Document extract:
——————

Frankenstein - 1st issue
Dr. Doolittle and Pushme-Pullyou

Prototype AP casting of MoTM Metaluna Mutant
Prototype casting of MoTM Fay Wray
Prototype casting of Tarzan Head and Cheetah and nameplate
Prototype casting of Wooly Mammoth Tusks and legs
Prototype casting of Cave Woman torso with big chest

MMM


----------



## Cro-Magnon Man (Jun 11, 2001)

Canadian Frightening Lightening Dracula and Phantom of the Opera in the extra-wide boxes are probably my rarest.


----------



## mcdougall (Oct 28, 2007)

The 2009 Toys and Prices book has the Aurora Godzilla Go Cart MIB at $3,750.00 and the BU at $850.00...
So it's probably one of the rarest...
Mcdee


----------



## Auroranut (Jan 12, 2008)

——————

Stored data:
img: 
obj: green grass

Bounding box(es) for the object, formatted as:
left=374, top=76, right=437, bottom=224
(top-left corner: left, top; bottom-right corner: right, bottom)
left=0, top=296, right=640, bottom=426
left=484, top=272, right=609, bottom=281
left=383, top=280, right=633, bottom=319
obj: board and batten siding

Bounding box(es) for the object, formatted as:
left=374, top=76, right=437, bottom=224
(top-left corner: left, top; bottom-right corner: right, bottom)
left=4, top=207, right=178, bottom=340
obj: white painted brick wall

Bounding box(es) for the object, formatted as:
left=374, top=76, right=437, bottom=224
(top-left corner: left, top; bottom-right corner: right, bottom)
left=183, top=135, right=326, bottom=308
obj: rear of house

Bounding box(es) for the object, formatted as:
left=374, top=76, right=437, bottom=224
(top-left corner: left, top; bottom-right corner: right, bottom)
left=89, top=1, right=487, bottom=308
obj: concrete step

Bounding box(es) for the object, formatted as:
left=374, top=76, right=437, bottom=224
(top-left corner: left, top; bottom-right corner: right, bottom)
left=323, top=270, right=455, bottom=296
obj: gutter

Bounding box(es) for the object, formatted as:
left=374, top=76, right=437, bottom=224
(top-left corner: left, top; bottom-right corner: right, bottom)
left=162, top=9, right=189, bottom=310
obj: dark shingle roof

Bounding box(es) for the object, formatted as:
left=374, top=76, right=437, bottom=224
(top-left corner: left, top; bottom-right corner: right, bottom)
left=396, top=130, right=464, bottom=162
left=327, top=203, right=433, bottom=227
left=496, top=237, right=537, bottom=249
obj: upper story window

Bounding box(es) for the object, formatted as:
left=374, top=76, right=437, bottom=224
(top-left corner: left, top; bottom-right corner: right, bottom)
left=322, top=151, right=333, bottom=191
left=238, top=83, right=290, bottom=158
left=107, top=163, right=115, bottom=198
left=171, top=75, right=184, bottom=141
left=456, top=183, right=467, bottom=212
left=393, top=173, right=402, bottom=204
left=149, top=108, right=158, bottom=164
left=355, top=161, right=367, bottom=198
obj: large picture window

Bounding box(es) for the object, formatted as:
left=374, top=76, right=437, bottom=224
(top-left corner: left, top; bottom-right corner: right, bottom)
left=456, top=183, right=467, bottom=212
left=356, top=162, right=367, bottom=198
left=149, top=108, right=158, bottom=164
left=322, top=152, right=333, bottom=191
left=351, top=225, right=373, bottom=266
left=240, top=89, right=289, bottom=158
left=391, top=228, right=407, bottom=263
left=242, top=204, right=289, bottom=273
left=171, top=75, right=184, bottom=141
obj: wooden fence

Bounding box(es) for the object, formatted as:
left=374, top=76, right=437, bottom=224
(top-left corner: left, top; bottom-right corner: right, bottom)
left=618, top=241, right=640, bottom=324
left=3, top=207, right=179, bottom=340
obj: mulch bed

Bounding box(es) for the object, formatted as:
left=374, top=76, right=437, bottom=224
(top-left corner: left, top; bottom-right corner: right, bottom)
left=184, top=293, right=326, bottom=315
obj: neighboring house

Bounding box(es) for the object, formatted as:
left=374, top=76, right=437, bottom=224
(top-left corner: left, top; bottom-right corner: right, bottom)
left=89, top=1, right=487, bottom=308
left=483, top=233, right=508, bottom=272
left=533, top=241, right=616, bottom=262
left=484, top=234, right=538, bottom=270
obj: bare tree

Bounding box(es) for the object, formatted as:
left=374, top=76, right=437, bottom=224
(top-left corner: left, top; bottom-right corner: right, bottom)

——————

Tasks to complete:
1) Shorten the paragraph of the forum thread about rare model kits that begins "The 2009 Toys and Prices book", keeping its main facts.
2) Carry the forum thread about rare model kits forward from the point where it stops.
These items have no connection to the forum thread about rare model kits.

Task results:
1) According to the 2009 Toys and Prices book, the Aurora Godzilla Go Cart is worth $3,750.00 MIB and $850.00 BU, so it is probably one of the rarest.

2)
The ones I have are:
Castle Creatures Vampire
Zorro
Batman
Penguin
Robin
all4 standing Knights
Godzilla
Hunchback
Dr Jekyll
Big Horn Sheep
White Stallion
Scotch Lassie
Spiderman
Hulk
Tarzan
Tonto
Blackbeard
Capt.Kidd
Gullotine
The rarest kit I have in my collection is a 2007 genuine Aurora Fokker Triplane (believe it or not...).

Chris.


----------



## scooke123 (Apr 11, 2008)

My Aurora figure kits:
Both versions of thr Guillotine
Superman (Line art version)
Superboy
Batman 
Robin
Batplane
Batmobile
Dick Tracy
Space Coupe
Gladiator
All 4 Knights
Cust Kit #2
Hunchback
Seaview Sub
These are all the long-box versions.
Also have a test shot of the Batmobile in white plastic and a test shot of Comic Scenes Robin in brown plastic.
I got rid of a lot of my boxed Aurora kits and tried to get all built-ups to display instead.
Steve


----------



## sprayray (May 13, 2009)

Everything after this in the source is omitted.